=== What to do ===
Please rewrite, in full, only the records from the line holding "Reviewer note: verify that every instance of the orange" through the end of the records, inclusive. Scale each coordinate given as an answer by 1.05 and round it to a whole number (halves up), leaving every other number unchanged.

[Location annotation dataset excerpts]
-- START --
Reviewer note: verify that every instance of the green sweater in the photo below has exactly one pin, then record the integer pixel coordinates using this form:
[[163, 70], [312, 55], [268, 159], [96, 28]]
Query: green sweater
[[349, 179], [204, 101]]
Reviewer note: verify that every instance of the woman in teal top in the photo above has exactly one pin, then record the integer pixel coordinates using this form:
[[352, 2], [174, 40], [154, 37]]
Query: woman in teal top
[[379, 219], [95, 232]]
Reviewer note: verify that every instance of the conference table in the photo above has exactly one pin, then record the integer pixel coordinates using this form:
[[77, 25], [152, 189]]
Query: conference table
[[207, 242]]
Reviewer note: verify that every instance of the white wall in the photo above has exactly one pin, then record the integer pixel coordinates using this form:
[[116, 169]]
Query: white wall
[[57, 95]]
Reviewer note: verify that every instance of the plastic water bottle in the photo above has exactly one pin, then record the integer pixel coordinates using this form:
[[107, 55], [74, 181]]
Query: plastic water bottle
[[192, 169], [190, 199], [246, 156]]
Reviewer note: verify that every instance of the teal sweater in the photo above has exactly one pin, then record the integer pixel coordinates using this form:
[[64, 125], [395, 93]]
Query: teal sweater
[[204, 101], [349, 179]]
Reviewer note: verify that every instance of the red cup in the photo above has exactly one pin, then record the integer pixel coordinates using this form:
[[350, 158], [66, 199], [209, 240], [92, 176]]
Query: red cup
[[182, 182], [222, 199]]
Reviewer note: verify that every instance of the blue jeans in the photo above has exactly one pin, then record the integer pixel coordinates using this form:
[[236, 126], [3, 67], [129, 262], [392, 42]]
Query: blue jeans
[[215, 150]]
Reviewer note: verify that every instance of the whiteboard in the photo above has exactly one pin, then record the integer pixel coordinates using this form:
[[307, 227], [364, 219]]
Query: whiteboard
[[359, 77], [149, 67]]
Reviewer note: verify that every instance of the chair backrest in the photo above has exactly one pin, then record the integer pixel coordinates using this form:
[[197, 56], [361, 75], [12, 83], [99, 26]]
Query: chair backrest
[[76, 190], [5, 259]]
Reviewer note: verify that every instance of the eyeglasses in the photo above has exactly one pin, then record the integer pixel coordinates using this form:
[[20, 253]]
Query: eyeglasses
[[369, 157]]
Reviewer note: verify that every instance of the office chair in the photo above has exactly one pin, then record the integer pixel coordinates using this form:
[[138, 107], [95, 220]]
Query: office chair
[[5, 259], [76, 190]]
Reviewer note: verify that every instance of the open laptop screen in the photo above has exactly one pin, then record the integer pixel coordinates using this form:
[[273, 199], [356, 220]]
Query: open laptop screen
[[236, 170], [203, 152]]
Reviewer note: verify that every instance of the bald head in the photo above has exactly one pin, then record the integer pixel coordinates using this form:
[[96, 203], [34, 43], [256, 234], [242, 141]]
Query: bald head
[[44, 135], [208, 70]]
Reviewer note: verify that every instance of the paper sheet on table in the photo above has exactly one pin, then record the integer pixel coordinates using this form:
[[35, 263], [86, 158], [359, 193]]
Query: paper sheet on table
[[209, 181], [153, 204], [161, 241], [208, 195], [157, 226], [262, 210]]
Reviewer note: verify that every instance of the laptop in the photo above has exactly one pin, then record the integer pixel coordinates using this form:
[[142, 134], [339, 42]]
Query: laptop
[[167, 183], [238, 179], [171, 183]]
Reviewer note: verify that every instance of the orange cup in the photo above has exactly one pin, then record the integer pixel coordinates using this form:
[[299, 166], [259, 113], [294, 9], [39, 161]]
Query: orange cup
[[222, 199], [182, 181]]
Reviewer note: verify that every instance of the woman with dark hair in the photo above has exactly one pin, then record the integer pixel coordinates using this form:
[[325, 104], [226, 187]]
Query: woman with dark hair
-- END --
=== Final result ===
Reviewer note: verify that every instance of the orange cup in the photo above has exactly one pin, then record the integer pixel coordinates using this form:
[[299, 166], [259, 113], [294, 9], [39, 161]]
Query: orange cup
[[233, 209], [191, 190]]
Reviewer note: verify that every instance of the woman with dark hair in the photo above has exactly one pin, then record the integer pixel coordinates using this form:
[[325, 104], [226, 187]]
Query: woman with dark hair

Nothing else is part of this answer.